(Dataset excerpts)
+ + + + +
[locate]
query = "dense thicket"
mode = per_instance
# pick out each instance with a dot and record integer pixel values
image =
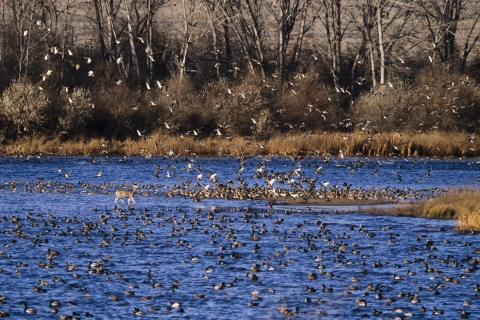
(121, 68)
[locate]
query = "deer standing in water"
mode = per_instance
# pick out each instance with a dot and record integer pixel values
(126, 194)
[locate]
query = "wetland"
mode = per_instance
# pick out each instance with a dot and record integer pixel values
(221, 236)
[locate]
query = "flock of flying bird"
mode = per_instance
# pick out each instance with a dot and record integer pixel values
(227, 250)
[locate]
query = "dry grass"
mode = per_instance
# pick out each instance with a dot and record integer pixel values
(320, 144)
(462, 204)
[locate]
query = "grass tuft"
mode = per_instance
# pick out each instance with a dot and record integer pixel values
(461, 204)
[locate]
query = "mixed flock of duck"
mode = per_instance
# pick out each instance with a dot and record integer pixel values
(201, 250)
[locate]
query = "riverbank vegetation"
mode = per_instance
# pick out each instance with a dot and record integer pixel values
(321, 144)
(227, 77)
(463, 205)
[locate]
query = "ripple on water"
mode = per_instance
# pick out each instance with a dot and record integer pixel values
(173, 241)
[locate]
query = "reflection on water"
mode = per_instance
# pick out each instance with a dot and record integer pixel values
(64, 240)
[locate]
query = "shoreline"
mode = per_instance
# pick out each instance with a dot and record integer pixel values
(374, 207)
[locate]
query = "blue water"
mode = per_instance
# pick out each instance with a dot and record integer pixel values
(167, 237)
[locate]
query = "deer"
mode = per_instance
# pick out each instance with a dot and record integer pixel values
(126, 194)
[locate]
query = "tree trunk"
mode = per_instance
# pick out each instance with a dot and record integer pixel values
(380, 41)
(132, 43)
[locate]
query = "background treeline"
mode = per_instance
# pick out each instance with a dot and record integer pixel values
(118, 69)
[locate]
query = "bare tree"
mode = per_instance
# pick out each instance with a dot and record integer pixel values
(442, 18)
(286, 17)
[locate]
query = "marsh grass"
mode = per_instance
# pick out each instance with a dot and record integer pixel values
(461, 204)
(434, 144)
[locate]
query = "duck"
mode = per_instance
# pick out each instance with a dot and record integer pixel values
(138, 312)
(28, 310)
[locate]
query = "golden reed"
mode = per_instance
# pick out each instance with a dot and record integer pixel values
(434, 144)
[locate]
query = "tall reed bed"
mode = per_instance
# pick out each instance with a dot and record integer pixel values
(462, 204)
(435, 144)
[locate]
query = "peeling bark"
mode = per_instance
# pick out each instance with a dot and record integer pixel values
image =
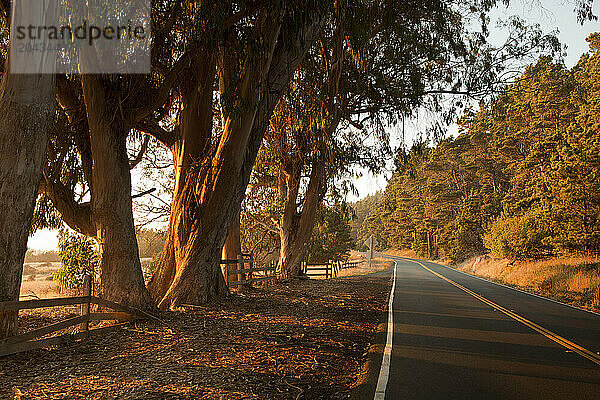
+ + + + +
▸ Assigned task: Restate the data above word for word. Do not include the images.

▸ Solution for this problem:
[locate]
query = "dense thicket"
mode = per_instance
# pick out each instance with a dot and record integer pixel values
image =
(121, 68)
[locate]
query = "deer standing in water"
mode = per_instance
# pick out each instance with a dot and record integer pixel values
(126, 194)
[locate]
query = "wetland"
mode = per_instance
# pick out each instance with a dot and record integer pixel values
(221, 236)
[locate]
query = "flock of flying bird"
mode = per_instance
# pick out each instance with a dot and record integer pixel values
(227, 250)
[locate]
query = "dry grass"
mode = per_instance
# pick out each instance with a dot and record integer pixel values
(320, 144)
(462, 204)
[locate]
query = "grass tuft"
mode = per_instance
# pick out each instance with a dot and record integer pixel values
(461, 204)
[locate]
query = "mixed flock of duck"
mode = per_instance
# pick out each instance with a dot and record integer pixel values
(201, 250)
[locate]
query = "riverbank vegetation"
mode = per_instance
# pick out each instance with a dot and record integer pixel values
(321, 144)
(227, 77)
(463, 205)
[locate]
query = "ripple on water"
mode = per_instance
# pick out each instance with a dot and record integer pixel values
(173, 241)
[locate]
query = "reflection on water"
mode = per_instance
# pick out each instance with a dot and record integer pixel values
(64, 240)
[locate]
query = "shoreline"
mode = per_instance
# pick out each instance with a dot and record integer pixel values
(374, 207)
[locate]
query = "blue water"
mode = per_instance
# pick out each instance with a dot and record integer pixel values
(167, 237)
[locate]
query = "deer"
mode = per_instance
# pick out each instance with a dot and record integer pixel values
(126, 194)
[locate]
query = "tree trunk"
mode = per_instance
# pick out each instance with a dot and record integer pixel values
(380, 41)
(132, 43)
[locate]
query = "background treeline"
mode = per_instance
# pick out each instance with a dot and record integer pixel values
(118, 69)
[locate]
query = "bare tree"
mode = per_instance
# pick out each instance with a dot and record integer pixel values
(442, 18)
(286, 17)
[locate]
query = "marsh grass"
mode = per_instance
# pick out each instance with a dot and record integer pixel values
(461, 204)
(434, 144)
[locate]
query = "duck"
mode = per_instance
# pick out each instance with a dot and record integer pixel values
(138, 312)
(28, 310)
[locate]
query = "golden reed"
mode = per_instance
# pick out each instance with a dot and record integer pixel values
(434, 144)
[locate]
query = "tall reed bed"
mode = per_instance
# pick out each instance with a dot and record integer pixel values
(462, 204)
(435, 144)
[locate]
query = "peeling bark"
mode = per_instance
# pick out each instance with a dot and record integer pixel values
image =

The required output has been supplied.